▶ _IHRE ANWEISUNGEN_:
Führen Sie das unten stehende Interview mit Sadiqu Al-Mousllie über die Lage in Syrien weiter, beginnend nach der letzten Frage von Hanns Ostermann.

▶ _BEREITGESTELLTER TEXT_:

Exil-Syrer Al-Mousllie: Opposition muss bewaffnet werden
Der Vertreter des oppositionellen syrischen Nationalrats, Sadiqu Al-Mousllie, hat von der internationalen Gemeinschaft gefordert, die Opposition gegen den Staatspräsidenten Baschar al-Assad mit Waffen zu unterstützen. Es gebe keinen anderen Weg, um den Menschen in Homs zu helfen.
Hanns Ostermann: Grauenhaft, unerträglich – anders kann man die Lage der Menschen in vielen Teilen Syriens wohl kaum bezeichnen. Tag für Tag erreichen uns neue Hiobsbotschaften, setzen die Milizionäre ihr Bombardement gegen Zivilisten fort. Ohne Rücksicht werden selbst kleine Kinder getötet. Man kann sicher nicht sagen, dass die internationale Weltgemeinschaft diesen Morden tatenlos zusieht. Allerdings, vielfach sind es doch hilflose Versuche, Machthaber Baschar al-Assad rückt von seinem gnadenlosen Kurs nicht ab. Wie kann den Menschen wenigstens humanitär geholfen werden? Darüber möchte ich mit Sadiqu Al-Mousllie reden, er ist Zahnarzt in Deutschland, Mitglied des oppositionellen syrischen Nationalrates. Guten Morgen, Herr Al-Mousllie!
Sadiqu Al-Mousllie: Guten Morgen, Herr Ostermann!
Ostermann: Das Assad-Regime hat noch nicht einmal auf eine Anfrage des Internationalen Roten Kreuzes reagiert, um in Homs eine humanitäre Waffenpause zu erreichen. Wie kann dann den Menschen dort überhaupt geholfen werden?
Al-Mousllie: Erst einmal muss man erwähnen, dass das Assad-Regime schon seit mittlerweile zwölf Monaten auf die Leute bombardiert, Leute inhaftiert, tötet. Und von so einem Regime war leider auch nicht zu erwarten, dass es einlenkt und dass es auch humanitäre Hilfe zulässt. Das Rote Kreuz und der Rote Halbmond und auch andere Organisationen haben schon Monate lang versucht, in diese Gebiete zu gelangen. Es gab keine Möglichkeit, man kann nur durch die Bevölkerung bestimmte humanitäre Hilfen dann reinbringen, auf ihren eigenen Wegen. Aber das Regime versucht natürlich, diese Gebiete abzuriegeln, weil das Regime absolut nicht daran interessiert ist, dass diese Leute auch in irgendeiner Weise Hilfe bekommen. Das würde nämlich heißen, dass diese Proteste weitergehen und dass die internationale Gemeinschaft auch noch weiter sieht, wie dieses Regime nach und nach abbröckelt.
Ostermann: Nun kommt für zwei Tage die Nothilfekoordinatorin der Vereinten Nationen nach Damaskus. – Das heißt, Sie verbinden auch mit diesem Besuch so gut wie keine Hoffnungen?

(Datensätze mit Koordinatenannotationen)
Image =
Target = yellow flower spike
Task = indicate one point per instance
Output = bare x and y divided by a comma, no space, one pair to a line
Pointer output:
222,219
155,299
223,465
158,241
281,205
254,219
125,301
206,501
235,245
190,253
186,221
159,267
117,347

---

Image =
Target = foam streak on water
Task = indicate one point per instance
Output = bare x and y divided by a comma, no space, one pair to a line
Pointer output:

--

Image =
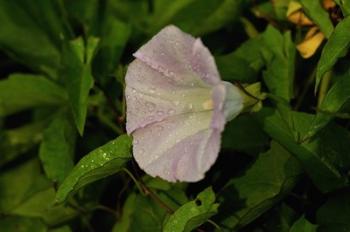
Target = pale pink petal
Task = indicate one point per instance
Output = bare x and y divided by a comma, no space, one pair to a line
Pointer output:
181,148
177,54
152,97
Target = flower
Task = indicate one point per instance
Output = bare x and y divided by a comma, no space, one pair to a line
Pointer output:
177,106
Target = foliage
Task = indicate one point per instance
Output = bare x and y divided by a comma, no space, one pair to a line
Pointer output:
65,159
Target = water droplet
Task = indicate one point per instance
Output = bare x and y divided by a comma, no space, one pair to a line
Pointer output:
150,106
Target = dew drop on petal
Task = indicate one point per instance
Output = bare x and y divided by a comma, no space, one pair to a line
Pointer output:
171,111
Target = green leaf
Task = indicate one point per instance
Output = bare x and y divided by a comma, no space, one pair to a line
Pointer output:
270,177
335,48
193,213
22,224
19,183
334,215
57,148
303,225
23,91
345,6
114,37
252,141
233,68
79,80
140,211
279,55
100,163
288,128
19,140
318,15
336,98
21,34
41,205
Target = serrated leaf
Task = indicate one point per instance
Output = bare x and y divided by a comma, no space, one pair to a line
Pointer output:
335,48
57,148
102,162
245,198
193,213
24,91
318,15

▶ _ANTWORT ZUR AUFGABE_:
Al-Mousllie: Ich muss ganz ehrlich sagen, wir haben ja auch gesehen, wie die Beobachter der Arabischen Liga in Syrien waren. Wir hatten damals von 30 Toten gesprochen, nachdem sie da waren, sind es auf 50 gestiegen, nachdem sie weg waren, sind es mittlerweile auf 100 gestiegen, nachdem das Ganze im Weltsicherheitsrat … Ich hoffe, dass sie etwas bewegen kann, natürlich für die Menschen, für die Leute, für die Kinder, für die Frauen, für die Verletzten, die absolut nicht versorgt werden können. Nicht mal auf diesen Feldkrankenhäusern ist man sicher, dass man auch wirklich die Versorgung bekommt, hat man ja auch gesehen mit dem westlichen Journalisten, die da waren, die dann auch bombardiert wurden und getötet wurden teilweise, und andere verletzt wurden. Ich hoffe, dass die Beauftragte wirklich in der Lage ist, irgendetwas zu bewegen. Aber man muss einfach sehen: Das Regime, das seit einem Jahr sich dagegenstellt, dass die Bevölkerung überhaupt irgendwas bekommt, und dass die auch eine politische, sage ich mal, ein politisches Ziel erzielen beziehungsweise erreichen, die werden das nicht zulassen. Denn das wollen sie nicht.
Ostermann: Wer fliehen kann etwa aus Homs, versucht das natürlich. Aber auch hier werden die Bedingungen immer schwieriger, wenn Brücken auf dem Weg in den Libanon zerbombt werden. Wie ausweglos – sofern Sie das von hier aus, von Deutschland aus, beurteilen können – ist auch die Lage der Flüchtlinge?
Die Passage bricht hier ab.